> _SELECTED TEXT_
============

CAPS command-line interface (CLI) client: capstool

capstool is a CAPS client application for retrieving data and listing available streams from an operational CAPS server. The CAPS server may run locally or remotely as all communication is performed over the network (option:-H).

Data requests are based on time windows and stream IDs. The data is provided in its origin format on stdout or, with -o as a single file. In particular capstool may be used to fetch miniSEED data and create miniSEED files.

capstool can also be used for testing the server as it provides information on available streams with their time window (-Q, -I).

Finally, the option --purge allows deletion of data from the CAPS archive. This feature however requires purge permissions for the corresponding user.

Data file access: rifftool/capssds

The data files in the CAPS archive contain a small additional header describing the data format and implementing an index for fast and in-order data retrieval. Read the format documentation for more details. In contrast to miniSEED files in SDS archives created, e.g., by slarchive [20] or scart [14], the original miniSEED files stored in the CAPS archive cannot be directly read by common seismological applications.

You may access data files directly:

  • Test and retrieve data files using rifftool. rifftool addresses individual files directly and does not require the CAPS server to be running.

  • Run capssds to create a virtual overlay file system presenting a CAPS archive directory as a read-only SDS archive with no extra disk space requirement. The CAPS archive directory and file names are mapped. An application reading from a file will only see miniSEED records ordered by record start time. You may connect to the virtual SDS archive using the RecordStream SDS or directly read the single miniSEED file. Other seismological software such as ObsPy or Seisan may read directly from the SDS archive of the files therein.

Synchronize with another CAPS server: caps2caps

Use caps2caps to synchronize your CAPS server with another one. You may push or pull data on either side. In contrast to the generation of regular SDS archives, e.g., by scart, the CAPS server will not generate duplicate data records if executing caps2caps multiple times. While synchronizing observe the web interface for the statistics of received, written or rejected data packages.

Web interface

The CAPS server ships with a web interface. Beside allowing you to view server statistics, data stored stored on the server can be downloaded for any time if the original format is miniSEED.

For downloading miniSEED data

  1. Select the stream(s) of interest.

  2. Zoom in to the period of interest. Zooming in and out in time works by right-mouse button actions just like in other SeisComP GUI applications like scrttv [17].

============

> _THE DATA_
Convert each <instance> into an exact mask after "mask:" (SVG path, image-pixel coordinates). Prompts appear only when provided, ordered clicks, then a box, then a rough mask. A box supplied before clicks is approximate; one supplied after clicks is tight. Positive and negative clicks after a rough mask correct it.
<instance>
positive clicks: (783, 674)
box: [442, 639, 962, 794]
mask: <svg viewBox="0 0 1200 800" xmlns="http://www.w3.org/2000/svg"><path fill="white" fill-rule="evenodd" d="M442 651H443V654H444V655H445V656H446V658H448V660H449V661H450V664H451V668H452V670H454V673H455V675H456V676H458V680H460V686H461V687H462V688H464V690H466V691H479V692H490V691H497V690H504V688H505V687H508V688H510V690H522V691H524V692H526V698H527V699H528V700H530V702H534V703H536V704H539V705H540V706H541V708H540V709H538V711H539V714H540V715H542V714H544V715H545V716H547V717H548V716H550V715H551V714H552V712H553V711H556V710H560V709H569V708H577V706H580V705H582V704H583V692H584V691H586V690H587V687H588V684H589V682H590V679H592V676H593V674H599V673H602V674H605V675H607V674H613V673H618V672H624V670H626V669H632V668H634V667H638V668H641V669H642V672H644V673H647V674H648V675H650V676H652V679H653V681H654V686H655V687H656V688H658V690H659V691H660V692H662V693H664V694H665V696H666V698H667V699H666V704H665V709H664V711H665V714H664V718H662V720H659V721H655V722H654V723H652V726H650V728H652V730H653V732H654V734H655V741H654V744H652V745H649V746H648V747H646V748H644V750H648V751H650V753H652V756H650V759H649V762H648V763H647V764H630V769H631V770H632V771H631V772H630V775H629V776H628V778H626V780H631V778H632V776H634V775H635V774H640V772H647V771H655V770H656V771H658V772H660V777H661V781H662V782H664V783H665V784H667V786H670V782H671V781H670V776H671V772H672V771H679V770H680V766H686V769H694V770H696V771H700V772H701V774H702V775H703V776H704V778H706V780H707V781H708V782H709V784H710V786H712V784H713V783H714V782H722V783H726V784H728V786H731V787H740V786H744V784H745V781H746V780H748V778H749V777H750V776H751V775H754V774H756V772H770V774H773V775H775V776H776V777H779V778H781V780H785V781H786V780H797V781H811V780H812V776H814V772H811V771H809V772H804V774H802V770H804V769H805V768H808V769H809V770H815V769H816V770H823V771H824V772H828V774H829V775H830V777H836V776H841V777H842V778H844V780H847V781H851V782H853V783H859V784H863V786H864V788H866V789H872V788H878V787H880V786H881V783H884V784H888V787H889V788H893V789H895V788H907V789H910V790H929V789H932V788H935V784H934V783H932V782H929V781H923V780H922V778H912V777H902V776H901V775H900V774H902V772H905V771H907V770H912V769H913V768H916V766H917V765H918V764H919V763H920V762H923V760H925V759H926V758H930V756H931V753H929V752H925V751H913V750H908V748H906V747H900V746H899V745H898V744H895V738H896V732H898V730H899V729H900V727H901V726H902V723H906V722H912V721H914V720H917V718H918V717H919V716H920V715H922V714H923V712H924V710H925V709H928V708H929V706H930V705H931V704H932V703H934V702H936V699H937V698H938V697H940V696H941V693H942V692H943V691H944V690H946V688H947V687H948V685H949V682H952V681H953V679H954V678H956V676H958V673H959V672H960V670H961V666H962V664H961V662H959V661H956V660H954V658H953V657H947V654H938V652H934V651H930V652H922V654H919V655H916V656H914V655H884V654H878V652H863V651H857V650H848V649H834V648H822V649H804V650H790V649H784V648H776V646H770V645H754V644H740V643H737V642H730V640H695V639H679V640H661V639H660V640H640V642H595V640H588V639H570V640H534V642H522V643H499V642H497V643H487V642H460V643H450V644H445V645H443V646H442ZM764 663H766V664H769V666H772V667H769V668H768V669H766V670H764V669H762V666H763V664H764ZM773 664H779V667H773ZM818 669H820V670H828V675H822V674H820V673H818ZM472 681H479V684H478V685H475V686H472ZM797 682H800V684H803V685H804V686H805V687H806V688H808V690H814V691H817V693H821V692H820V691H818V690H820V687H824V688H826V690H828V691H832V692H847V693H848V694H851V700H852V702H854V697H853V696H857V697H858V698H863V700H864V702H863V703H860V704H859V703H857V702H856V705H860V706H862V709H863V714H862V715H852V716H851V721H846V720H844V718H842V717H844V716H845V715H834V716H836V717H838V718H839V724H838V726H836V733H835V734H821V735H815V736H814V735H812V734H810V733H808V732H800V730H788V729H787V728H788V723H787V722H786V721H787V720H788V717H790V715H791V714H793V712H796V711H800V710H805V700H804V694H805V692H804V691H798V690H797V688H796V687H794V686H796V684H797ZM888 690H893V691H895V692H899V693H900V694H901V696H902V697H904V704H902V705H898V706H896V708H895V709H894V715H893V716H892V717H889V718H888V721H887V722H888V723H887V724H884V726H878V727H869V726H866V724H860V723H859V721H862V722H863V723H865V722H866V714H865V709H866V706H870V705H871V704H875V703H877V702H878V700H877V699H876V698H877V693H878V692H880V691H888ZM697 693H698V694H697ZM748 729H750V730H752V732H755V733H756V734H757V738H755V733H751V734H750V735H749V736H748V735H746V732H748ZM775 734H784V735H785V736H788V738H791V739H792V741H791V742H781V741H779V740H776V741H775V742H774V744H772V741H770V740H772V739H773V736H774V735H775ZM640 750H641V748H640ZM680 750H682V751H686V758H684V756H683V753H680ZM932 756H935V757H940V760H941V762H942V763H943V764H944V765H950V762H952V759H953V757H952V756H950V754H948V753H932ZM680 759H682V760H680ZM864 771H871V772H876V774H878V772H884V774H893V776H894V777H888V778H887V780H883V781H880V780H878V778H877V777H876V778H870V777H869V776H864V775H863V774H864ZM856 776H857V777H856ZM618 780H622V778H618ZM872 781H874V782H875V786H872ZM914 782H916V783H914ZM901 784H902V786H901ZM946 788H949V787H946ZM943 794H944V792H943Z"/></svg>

============

> _SET OF TASKS_
a. In the CAPS documentation excerpt, what does capstool's --purge option require in order to delete data from the CAPS archive?
b. Go on with the CAPS documentation excerpt, starting after its last sentence.

> _ANSWER LIST_
a. It requires purge permissions for the corresponding user.

b.
  3. Click on the download button to download the miniSEED file. An error message will be printed in case the original format is not miniSEED.

../_images/web_streams_download.png

Stream perspective of CAPS Web interface allowing to download miniSEED data for selected streams.

Built-in FDSNWS

CAPS speaks natively FDSN Web Services, FDSNWS [1] providing waveform data via dataselect. Information on events and stations are not delivered. The waveform data will be delivered through the port configured in AS.http.port or the port configured by a reverse proxy server such as NGINX. Contact your system administrator for information on the reverse proxy server. Read the documentation of the CAPS server for the configuration.

Built-in WebDAV

CAPS provides a WebDAV service allowing you to access data files over the network though a WebDAV client. Currently the only available endpoint is /dav/sds presenting the CAPS archive directory as a read-only SDS archive with no extra disk space requirement.

The CAPS archive directory and file names are mapped. An application reading from a file will only see miniSEED records ordered by record start time. Unless configured otherwise the reported file size in a directory listing only accounts for the miniSEED records.

The service is available through the port configured in AS.http.port or the port configured by a reverse proxy server such as NGINX. If a reverse proxy is used and CAPS is put on a subpath the AS.http.rootURL must be configured accordingly.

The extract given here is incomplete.